[Source records]
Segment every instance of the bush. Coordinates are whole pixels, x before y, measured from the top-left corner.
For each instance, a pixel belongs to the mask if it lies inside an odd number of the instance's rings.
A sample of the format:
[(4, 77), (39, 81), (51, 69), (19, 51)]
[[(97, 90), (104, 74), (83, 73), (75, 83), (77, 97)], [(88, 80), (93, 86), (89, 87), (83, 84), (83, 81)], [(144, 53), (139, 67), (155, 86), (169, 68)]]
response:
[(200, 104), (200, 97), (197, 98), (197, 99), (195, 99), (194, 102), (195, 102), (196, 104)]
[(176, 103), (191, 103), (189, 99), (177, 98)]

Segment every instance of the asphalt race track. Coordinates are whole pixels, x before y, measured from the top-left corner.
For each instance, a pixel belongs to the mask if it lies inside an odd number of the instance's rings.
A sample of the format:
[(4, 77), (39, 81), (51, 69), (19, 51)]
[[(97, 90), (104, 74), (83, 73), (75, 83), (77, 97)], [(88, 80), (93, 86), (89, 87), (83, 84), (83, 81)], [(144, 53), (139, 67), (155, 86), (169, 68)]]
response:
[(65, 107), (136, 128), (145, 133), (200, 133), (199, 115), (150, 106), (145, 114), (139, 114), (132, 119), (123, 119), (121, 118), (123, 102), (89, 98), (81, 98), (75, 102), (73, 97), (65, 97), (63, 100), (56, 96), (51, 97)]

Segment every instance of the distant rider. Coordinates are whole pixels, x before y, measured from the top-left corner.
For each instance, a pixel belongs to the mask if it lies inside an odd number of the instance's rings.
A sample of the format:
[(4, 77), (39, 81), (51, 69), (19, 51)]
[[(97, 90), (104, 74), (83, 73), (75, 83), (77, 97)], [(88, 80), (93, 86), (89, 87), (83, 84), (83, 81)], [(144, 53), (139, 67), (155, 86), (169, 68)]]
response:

■ **Required work**
Pull out each line of the data above that contains the string "Segment", copying every such line in full.

■ **Answer to this problem**
Segment every instance of the bush. Coordinates are whole pixels, x before y, measured from the top-left corner.
Segment every instance of the asphalt race track. Coordinates are whole pixels, x before y, measured from the top-left corner.
Segment every instance of the distant rider. Coordinates are whole pixels, x before y, measured from the top-left corner.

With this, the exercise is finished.